**Exercise**
Rewrite all of the data below, renaming "every instance" to "all instances" wherever it occurs and keeping everything else the same. Leave the pictures out of your version.

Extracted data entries
_ _ _ _ _
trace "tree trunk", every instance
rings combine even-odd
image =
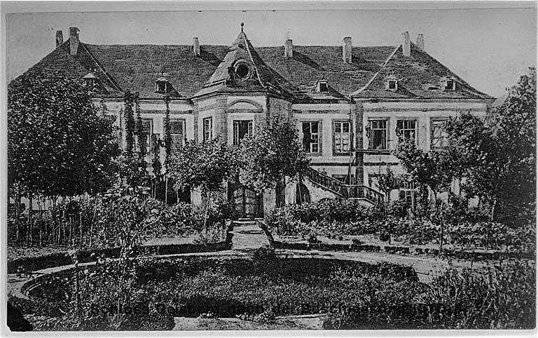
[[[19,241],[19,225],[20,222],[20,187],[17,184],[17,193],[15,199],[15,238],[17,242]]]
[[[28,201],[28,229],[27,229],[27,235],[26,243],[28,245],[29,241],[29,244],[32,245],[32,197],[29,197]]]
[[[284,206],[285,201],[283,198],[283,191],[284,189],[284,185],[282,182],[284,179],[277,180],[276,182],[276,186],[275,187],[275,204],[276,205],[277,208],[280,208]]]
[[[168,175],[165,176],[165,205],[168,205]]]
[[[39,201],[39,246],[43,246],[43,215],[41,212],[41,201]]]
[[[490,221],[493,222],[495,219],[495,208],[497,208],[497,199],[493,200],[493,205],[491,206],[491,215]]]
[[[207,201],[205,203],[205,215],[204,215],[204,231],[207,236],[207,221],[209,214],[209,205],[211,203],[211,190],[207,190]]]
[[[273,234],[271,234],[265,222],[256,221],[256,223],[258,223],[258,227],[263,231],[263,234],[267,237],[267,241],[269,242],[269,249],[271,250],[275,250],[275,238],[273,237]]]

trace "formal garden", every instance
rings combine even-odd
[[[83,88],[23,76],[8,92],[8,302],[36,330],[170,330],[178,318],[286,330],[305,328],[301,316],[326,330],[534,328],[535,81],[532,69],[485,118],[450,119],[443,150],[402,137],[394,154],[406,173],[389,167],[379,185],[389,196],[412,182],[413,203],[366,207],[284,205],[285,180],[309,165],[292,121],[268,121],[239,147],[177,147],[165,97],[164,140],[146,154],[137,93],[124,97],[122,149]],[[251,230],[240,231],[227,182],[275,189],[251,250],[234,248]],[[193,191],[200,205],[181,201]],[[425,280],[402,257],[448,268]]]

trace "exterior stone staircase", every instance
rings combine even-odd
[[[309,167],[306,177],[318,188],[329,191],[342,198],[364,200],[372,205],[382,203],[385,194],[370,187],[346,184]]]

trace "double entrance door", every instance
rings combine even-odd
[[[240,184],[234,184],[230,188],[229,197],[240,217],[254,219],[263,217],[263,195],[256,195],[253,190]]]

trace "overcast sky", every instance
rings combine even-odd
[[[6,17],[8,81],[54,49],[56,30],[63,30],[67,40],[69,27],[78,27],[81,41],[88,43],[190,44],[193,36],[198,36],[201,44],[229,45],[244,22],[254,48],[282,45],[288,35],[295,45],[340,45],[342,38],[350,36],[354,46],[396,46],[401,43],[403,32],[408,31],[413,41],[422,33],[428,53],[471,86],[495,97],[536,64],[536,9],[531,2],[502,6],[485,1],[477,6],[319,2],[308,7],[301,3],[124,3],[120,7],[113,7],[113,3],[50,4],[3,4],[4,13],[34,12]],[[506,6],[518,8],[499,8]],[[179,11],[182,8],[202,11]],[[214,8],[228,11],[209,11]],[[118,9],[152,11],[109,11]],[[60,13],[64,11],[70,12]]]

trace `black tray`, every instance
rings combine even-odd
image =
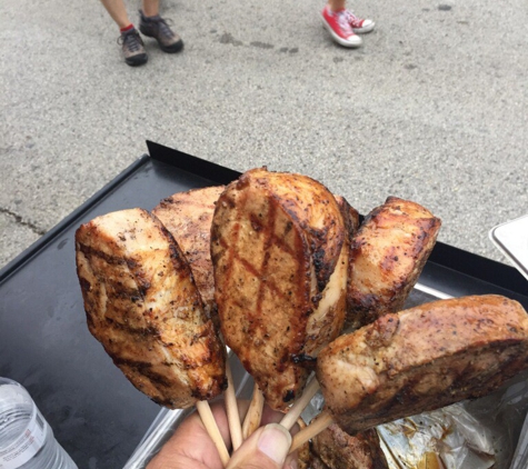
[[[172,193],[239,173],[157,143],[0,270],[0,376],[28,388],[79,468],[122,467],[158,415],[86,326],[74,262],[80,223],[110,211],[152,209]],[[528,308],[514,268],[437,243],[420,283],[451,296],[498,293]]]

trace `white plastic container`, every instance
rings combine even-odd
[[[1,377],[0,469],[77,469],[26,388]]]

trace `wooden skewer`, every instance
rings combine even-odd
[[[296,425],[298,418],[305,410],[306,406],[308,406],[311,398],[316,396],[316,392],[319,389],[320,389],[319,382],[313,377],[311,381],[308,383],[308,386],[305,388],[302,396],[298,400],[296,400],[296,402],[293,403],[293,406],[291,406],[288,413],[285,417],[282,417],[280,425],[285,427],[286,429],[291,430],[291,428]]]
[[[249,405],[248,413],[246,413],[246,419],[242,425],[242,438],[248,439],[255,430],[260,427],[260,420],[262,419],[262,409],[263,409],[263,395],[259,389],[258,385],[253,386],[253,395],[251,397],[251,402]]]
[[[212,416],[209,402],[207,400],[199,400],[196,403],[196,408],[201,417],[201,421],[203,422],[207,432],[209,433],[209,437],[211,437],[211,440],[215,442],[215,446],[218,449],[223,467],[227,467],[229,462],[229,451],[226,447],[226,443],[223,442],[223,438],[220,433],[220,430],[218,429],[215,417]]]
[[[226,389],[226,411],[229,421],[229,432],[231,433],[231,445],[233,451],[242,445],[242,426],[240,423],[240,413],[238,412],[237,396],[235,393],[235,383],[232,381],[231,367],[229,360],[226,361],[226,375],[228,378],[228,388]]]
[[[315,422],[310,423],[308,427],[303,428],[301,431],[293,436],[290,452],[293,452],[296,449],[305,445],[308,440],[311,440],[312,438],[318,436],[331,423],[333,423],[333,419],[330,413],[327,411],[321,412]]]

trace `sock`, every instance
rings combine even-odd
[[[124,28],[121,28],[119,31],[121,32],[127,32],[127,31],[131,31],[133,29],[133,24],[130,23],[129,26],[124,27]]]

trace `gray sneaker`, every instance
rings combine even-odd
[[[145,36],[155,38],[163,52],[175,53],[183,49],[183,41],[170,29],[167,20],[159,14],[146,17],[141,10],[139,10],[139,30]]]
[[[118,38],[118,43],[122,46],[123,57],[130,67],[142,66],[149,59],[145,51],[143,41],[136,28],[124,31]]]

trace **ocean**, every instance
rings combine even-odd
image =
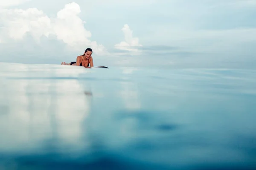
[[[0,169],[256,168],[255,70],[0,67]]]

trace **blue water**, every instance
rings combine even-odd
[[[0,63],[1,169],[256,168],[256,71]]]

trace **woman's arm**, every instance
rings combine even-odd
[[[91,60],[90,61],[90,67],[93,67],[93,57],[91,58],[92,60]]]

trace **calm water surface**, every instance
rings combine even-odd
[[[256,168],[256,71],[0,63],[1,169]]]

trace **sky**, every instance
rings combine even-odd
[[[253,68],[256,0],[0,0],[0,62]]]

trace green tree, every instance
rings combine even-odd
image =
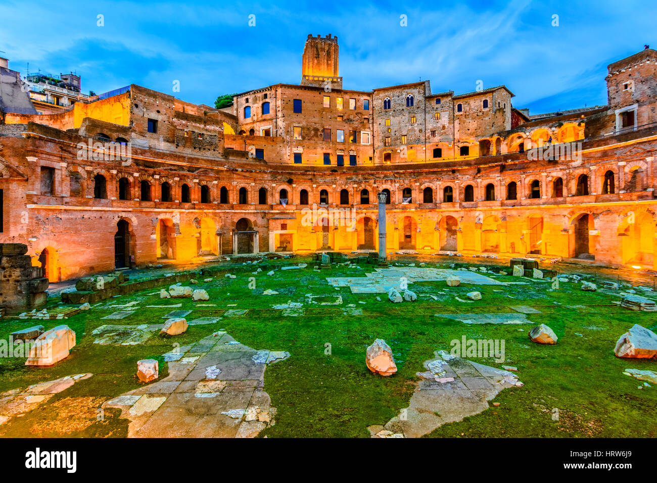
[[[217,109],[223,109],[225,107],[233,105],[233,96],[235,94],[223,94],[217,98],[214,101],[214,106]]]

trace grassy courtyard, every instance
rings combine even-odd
_ _ _ _ _
**Result**
trace "tree trunk", all instances
rings combine even-odd
image =
[[[19,241],[19,225],[20,222],[20,187],[17,184],[17,193],[15,199],[15,238],[17,242]]]
[[[28,201],[28,229],[27,229],[27,235],[26,243],[28,245],[29,241],[29,244],[32,245],[32,197],[29,197]]]
[[[284,206],[285,201],[283,198],[283,191],[284,189],[284,185],[282,182],[284,179],[277,180],[276,182],[276,186],[275,187],[275,204],[276,205],[277,208],[280,208]]]
[[[168,175],[165,176],[165,205],[168,205]]]
[[[39,201],[39,246],[43,246],[43,215],[41,212],[41,201]]]
[[[490,221],[493,222],[495,219],[495,208],[497,208],[497,199],[493,200],[493,205],[491,206],[491,215]]]
[[[207,201],[205,203],[205,215],[204,215],[204,231],[207,236],[207,221],[209,214],[209,205],[211,203],[211,190],[207,190]]]
[[[273,234],[271,234],[265,222],[256,221],[256,223],[258,223],[258,227],[263,231],[263,234],[267,237],[267,241],[269,242],[269,249],[271,250],[275,250],[275,238],[273,237]]]

trace "formal garden", all instances
rings combine even-odd
[[[83,88],[23,76],[8,92],[8,302],[36,330],[170,330],[178,318],[286,330],[305,328],[301,316],[326,330],[534,328],[535,81],[532,69],[485,118],[450,119],[443,150],[402,137],[394,154],[406,173],[389,167],[379,185],[389,196],[412,182],[413,203],[366,207],[284,205],[285,180],[309,165],[292,121],[268,121],[239,147],[177,147],[165,97],[164,140],[146,154],[137,93],[124,97],[122,149]],[[251,230],[240,231],[227,182],[275,189],[251,250],[234,248]],[[193,191],[200,205],[181,201]],[[425,280],[402,257],[448,268]]]

trace "exterior stone staircase", all instances
rings combine even-odd
[[[309,167],[306,177],[318,188],[329,191],[342,198],[364,200],[372,205],[382,203],[385,194],[370,187],[346,184]]]

trace "double entrance door", all instances
rings combine even-odd
[[[240,184],[234,184],[230,188],[229,197],[240,217],[254,219],[263,217],[263,195],[256,195],[253,190]]]

trace "overcast sky", all instances
rings combine even-odd
[[[6,17],[8,81],[54,49],[56,30],[63,30],[67,40],[69,27],[78,27],[81,41],[88,43],[190,44],[193,36],[198,36],[201,44],[229,45],[244,22],[254,48],[282,45],[288,35],[295,45],[340,45],[342,38],[350,36],[354,46],[396,46],[401,43],[403,32],[408,31],[413,41],[422,33],[428,53],[471,86],[495,97],[536,64],[536,9],[531,2],[502,6],[485,1],[477,6],[319,2],[308,7],[301,3],[124,3],[120,7],[113,7],[113,3],[50,4],[3,4],[4,13],[34,12]],[[506,6],[518,8],[499,8]],[[179,11],[182,8],[202,11]],[[214,8],[228,11],[209,11]],[[118,9],[152,11],[109,11]],[[60,13],[64,11],[70,12]]]

trace `black tray`, all instances
rings combine even-odd
image =
[[[172,193],[239,173],[157,143],[0,270],[0,376],[28,388],[79,468],[122,467],[158,415],[86,326],[74,262],[80,223],[110,211],[152,209]],[[528,308],[514,268],[437,243],[420,283],[451,296],[498,293]]]

trace `white plastic container`, all instances
rings combine even-odd
[[[1,377],[0,469],[77,469],[26,388]]]

trace `wooden skewer`, all instances
rings combine even-odd
[[[296,425],[298,418],[305,410],[306,406],[308,406],[311,398],[316,396],[316,392],[319,389],[320,389],[319,382],[313,377],[311,381],[308,383],[308,386],[305,388],[302,396],[298,400],[296,400],[296,402],[293,403],[293,406],[291,406],[288,413],[285,417],[282,417],[280,425],[285,427],[286,429],[291,430],[291,428]]]
[[[249,405],[248,413],[246,413],[246,419],[242,425],[242,438],[248,439],[255,430],[260,427],[260,420],[262,419],[262,409],[263,409],[263,395],[259,389],[258,385],[253,386],[253,395],[251,397],[251,402]]]
[[[212,416],[209,402],[207,400],[199,400],[196,403],[196,408],[201,417],[201,421],[203,422],[207,432],[209,433],[209,437],[211,437],[211,440],[215,442],[215,446],[218,449],[223,467],[227,467],[229,462],[229,451],[226,447],[226,443],[223,442],[223,438],[220,433],[220,430],[218,429],[215,417]]]
[[[226,389],[226,411],[229,421],[229,432],[231,433],[231,445],[233,451],[242,445],[242,426],[240,423],[240,413],[238,412],[237,396],[235,393],[235,383],[232,381],[231,367],[229,360],[226,361],[226,375],[228,378],[228,388]]]
[[[315,422],[310,423],[308,427],[303,428],[301,431],[293,436],[290,452],[293,452],[296,449],[305,445],[308,440],[311,440],[312,438],[318,436],[331,423],[333,423],[333,419],[330,413],[327,411],[321,412]]]

trace `sock`, all instances
rings combine even-odd
[[[124,28],[121,28],[119,31],[121,32],[127,32],[127,31],[131,31],[133,29],[133,24],[130,23],[129,26],[124,27]]]

trace `gray sneaker`, all instances
rings combine even-odd
[[[145,36],[155,38],[163,52],[175,53],[183,49],[183,41],[170,29],[167,20],[159,14],[146,17],[141,10],[139,10],[139,30]]]
[[[118,38],[118,43],[122,46],[123,57],[130,67],[142,66],[149,59],[145,51],[143,41],[136,28],[124,31]]]

trace **ocean**, all instances
rings combine even-odd
image =
[[[0,169],[256,168],[255,70],[0,67]]]

trace **blue water**, all instances
rings combine even-odd
[[[0,63],[1,169],[256,168],[256,71]]]

trace **woman's arm**, all instances
rings combine even-odd
[[[91,60],[90,61],[90,67],[93,67],[93,57],[91,58],[92,60]]]

trace **calm water surface**, all instances
rings combine even-odd
[[[256,168],[256,71],[0,63],[1,169]]]

trace **sky**, all instances
rings combine even-odd
[[[253,68],[256,0],[0,0],[0,62]]]

trace green tree, all instances
rings combine even-odd
image =
[[[217,109],[223,109],[225,107],[233,105],[233,96],[235,94],[223,94],[217,98],[214,101],[214,106]]]

trace grassy courtyard, all instances
rings combine even-odd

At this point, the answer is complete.